[Your tasks]
(1) Reproduce the memorandum opinion word for word, starting at "MEMORANDUM OPINION AND" and ending at "oppose the motion.".
(2) Condense the paragraph of the memorandum opinion beginning "The Browns counter that" into a short bulleted list that retains its main facts.

[Page]
================
United States Bankruptcy Court, N.D. Texas, Dallas Division
Jul 20, 2001
CASE NO. 01-30263-RCM-7 (Bankr. N.D. Tex. Jul. 20, 2001)

Opinion

CASE NO. 01-30263-RCM-7

July 20, 2001


MEMORANDUM OPINION AND ORDER


The United States Trustee moves to dismiss, pursuant to 11 U.S.C. § 707(b), the Chapter 7 case filed by William Scott Brown and Kathy Lynn Brown, asserting that the granting of relief to these debtors would amount to a substantial abuse of the provisions of Chapter 7. The debtors oppose the motion.

The motion raises a core matter over which this court has jurisdiction to enter a final order. 28 U.S.C. § 157(b)(2)(J) and 1334. The court conducted an evidentiary hearing on the motion on June 28, 2001. This memorandum opinion contains the courts findings of fact and conclusions of law. Bankruptcy Rules 7052 and 9014.

The Browns filed a petition for relief under Chapter 7 of the Bankruptcy Code. Contending that the petition amounts to a "substantial abuse," the United States Trustee moves to dismiss.

The Browns counter that they cannot make a meaningful payment to their unsecured creditors and that they have not abused the Chapter 7 process. Alternatively, rather than dismiss, the Browns request that the court provide them with an opportunity to convert their case to a case under Chapter 13 of the Bankruptcy Code, should the court agree with the position of the United States Trustee. The United States Trustee does not oppose that alternative relief.

Section 707(b)

Section 707(b) provides:

After notice and a hearing, the court, on its own motion or on a motion by the United States trustee, but not at the request or suggestion of any party in interest, may dismiss a case filed by an individual debtor under this chapter whose debts are primarily consumer debts if it finds that the granting of relief would be a substantial abuse of the provisions of this chapter. There shall be a presumption in favor of granting the relief requested by the debtor. In making a determination whether to dismiss a case under this section, the court may not take into consideration whether a debtor has made, or continues to make, charitable contributions (that meet the definition of "charitable contribution" under section 548(d)(3)) to any qualified religious or charitable entity or organization (as that term is defined in section 548(d)(4)).

11 U.S.C. § 707(b). Section 101(8) provides: "`consumer debt' means debt incurred by an individual primarily for a personal, family, or household purpose[.]" 11 U.S.C. § 101(8). "[T]he test for determining whether a debt should be classified as a business debt, rather than a debt acquired for personal, family or household purposes, is whether it was incurred with an eye toward profit." Matter of Booth, 858 F.2d 1051, 1055 (5th Cir. 1988).

The Fifth Circuit has not yet decided when a filing constitutes a substantial abuse of the provisions of Chapter 7. Bankruptcy courts in the Fifth Circuit have crafted a substantial abuse standard that reflects the "totality of the circumstances" approach set forth in In re Krohn, 886 F.2d 123 (6th Cir. 1989) and incorporates the Ninth Circuit's approach as articulated in In re Kelly, 841 F.2d 908 (9th Cir. 1988) and the Fourth Circuit's approach in In re Green, 934 F.2d 568 (4th Cir. 1991). See In re Rubio, 249 B.R. 689, 695 (Bankr.N.D.Tex. 2000) (Jones, J.) (citing cases).
================
[Rows from a pointing dataset]
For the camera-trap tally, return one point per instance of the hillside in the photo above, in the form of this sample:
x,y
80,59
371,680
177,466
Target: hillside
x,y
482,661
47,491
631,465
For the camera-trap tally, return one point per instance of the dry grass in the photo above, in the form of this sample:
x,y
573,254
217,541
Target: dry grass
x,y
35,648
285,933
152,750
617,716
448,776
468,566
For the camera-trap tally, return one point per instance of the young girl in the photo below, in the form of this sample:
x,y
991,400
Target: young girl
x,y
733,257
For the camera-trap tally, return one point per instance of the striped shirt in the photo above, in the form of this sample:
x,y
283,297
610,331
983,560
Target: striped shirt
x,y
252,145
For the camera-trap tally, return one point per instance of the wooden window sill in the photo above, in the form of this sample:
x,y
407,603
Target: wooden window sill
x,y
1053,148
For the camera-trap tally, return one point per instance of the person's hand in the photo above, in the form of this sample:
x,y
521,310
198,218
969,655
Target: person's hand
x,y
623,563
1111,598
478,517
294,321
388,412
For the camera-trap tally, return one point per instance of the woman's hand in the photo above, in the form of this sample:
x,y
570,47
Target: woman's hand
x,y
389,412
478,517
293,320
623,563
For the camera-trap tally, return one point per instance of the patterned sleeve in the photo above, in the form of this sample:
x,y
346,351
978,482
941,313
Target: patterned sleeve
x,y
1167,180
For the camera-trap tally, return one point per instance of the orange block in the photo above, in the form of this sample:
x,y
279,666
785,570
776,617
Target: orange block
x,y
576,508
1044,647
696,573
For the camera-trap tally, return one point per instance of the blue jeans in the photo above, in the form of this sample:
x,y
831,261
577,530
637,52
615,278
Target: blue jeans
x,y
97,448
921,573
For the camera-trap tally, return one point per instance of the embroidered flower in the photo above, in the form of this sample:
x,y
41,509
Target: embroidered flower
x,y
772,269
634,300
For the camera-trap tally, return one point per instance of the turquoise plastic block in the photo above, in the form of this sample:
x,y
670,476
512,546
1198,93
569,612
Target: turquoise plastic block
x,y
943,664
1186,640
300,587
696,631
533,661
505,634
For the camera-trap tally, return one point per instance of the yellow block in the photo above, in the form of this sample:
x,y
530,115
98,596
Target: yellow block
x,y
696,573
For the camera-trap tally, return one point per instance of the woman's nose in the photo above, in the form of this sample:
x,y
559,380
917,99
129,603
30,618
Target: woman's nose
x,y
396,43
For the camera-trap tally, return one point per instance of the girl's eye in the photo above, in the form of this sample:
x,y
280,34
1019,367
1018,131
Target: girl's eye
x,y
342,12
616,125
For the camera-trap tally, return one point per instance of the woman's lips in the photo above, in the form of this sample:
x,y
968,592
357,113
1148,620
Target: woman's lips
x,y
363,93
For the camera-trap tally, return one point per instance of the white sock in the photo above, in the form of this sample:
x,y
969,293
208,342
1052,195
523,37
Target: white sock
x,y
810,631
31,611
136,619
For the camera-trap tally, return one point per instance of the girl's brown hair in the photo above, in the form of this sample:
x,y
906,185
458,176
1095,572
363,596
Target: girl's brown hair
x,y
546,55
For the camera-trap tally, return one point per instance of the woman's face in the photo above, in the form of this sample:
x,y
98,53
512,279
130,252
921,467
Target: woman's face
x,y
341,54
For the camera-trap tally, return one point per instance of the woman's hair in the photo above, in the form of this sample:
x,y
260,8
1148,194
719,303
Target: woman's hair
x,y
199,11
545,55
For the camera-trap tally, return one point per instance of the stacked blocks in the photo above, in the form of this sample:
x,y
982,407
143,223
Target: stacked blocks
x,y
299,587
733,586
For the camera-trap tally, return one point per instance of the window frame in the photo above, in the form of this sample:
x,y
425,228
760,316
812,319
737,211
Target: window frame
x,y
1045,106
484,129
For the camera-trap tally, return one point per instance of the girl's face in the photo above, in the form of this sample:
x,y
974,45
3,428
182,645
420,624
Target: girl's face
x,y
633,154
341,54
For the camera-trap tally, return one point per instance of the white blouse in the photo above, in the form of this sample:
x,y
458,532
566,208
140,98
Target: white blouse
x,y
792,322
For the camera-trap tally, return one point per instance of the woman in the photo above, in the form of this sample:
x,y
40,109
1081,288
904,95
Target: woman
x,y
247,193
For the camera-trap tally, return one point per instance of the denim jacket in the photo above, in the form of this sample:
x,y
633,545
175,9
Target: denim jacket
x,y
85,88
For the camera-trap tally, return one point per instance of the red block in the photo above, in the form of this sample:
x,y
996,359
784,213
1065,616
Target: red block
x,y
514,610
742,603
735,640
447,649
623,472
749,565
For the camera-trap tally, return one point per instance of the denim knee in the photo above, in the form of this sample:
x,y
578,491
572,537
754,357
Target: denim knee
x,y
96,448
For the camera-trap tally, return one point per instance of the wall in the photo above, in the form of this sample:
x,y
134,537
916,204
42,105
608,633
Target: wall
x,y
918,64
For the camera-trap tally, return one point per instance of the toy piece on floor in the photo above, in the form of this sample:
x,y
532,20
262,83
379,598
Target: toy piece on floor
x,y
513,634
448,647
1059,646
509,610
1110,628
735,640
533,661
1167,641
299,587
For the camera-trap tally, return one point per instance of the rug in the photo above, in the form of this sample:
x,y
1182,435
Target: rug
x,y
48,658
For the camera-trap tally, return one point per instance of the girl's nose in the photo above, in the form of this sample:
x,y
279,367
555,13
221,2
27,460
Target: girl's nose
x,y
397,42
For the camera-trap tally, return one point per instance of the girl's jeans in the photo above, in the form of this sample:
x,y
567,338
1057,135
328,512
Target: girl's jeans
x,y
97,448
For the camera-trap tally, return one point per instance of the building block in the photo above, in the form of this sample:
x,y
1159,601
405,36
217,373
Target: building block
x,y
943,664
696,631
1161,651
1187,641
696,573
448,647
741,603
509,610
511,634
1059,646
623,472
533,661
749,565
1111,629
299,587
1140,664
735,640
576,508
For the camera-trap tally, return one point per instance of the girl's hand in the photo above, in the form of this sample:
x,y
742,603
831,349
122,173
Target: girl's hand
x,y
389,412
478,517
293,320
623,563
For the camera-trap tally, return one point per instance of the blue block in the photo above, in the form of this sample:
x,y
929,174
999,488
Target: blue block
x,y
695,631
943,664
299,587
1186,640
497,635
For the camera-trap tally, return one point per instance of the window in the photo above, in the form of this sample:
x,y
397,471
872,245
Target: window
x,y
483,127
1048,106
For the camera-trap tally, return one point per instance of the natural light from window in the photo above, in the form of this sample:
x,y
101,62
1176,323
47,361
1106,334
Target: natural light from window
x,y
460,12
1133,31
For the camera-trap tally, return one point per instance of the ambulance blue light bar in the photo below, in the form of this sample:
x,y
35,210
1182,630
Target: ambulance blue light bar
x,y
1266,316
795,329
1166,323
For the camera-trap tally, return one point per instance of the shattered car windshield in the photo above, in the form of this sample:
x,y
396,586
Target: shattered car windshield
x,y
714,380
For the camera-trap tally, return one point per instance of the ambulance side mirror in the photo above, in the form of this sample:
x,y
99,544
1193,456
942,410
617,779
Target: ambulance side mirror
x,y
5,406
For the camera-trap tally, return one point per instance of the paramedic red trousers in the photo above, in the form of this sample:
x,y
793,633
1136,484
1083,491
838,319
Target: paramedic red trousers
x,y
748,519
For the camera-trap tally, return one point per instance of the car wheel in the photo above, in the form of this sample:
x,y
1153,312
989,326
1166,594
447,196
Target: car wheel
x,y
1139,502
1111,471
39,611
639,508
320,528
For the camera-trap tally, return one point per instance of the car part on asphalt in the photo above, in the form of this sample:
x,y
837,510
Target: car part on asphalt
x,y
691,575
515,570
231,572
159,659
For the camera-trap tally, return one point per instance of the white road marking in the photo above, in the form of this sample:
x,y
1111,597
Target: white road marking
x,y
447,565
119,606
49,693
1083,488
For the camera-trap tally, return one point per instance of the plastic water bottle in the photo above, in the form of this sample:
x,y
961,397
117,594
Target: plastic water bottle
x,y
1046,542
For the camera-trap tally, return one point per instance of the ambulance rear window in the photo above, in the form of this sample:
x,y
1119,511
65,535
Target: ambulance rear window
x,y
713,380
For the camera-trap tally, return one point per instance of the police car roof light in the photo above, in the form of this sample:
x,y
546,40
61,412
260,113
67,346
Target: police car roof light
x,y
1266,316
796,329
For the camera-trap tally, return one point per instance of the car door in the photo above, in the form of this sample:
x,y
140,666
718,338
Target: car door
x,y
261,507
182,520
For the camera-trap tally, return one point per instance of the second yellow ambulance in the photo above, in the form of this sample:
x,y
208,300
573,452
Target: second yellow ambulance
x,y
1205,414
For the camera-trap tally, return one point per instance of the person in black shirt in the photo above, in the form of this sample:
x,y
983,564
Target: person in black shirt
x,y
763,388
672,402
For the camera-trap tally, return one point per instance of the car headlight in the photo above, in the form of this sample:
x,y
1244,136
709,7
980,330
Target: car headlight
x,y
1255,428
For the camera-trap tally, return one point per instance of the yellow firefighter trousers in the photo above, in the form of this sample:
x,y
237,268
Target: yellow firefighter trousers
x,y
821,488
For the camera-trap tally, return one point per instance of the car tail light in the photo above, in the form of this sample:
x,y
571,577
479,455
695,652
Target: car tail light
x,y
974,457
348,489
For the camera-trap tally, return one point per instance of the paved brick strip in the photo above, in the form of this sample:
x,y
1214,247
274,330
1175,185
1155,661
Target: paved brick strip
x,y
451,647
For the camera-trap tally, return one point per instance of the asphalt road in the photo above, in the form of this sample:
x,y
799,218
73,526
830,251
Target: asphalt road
================
[Answer set]
(1)
MEMORANDUM OPINION AND ORDER


The United States Trustee moves to dismiss, pursuant to 11 U.S.C. § 707(b), the Chapter 7 case filed by William Scott Brown and Kathy Lynn Brown, asserting that the granting of relief to these debtors would amount to a substantial abuse of the provisions of Chapter 7. The debtors oppose the motion.

(2)
- The Browns argue that they cannot make a meaningful payment to their unsecured creditors and have not abused the Chapter 7 process.
- If the court sides with the United States Trustee, they ask, as an alternative to dismissal, for an opportunity to convert to a Chapter 13 case.
- The United States Trustee does not oppose that alternative relief.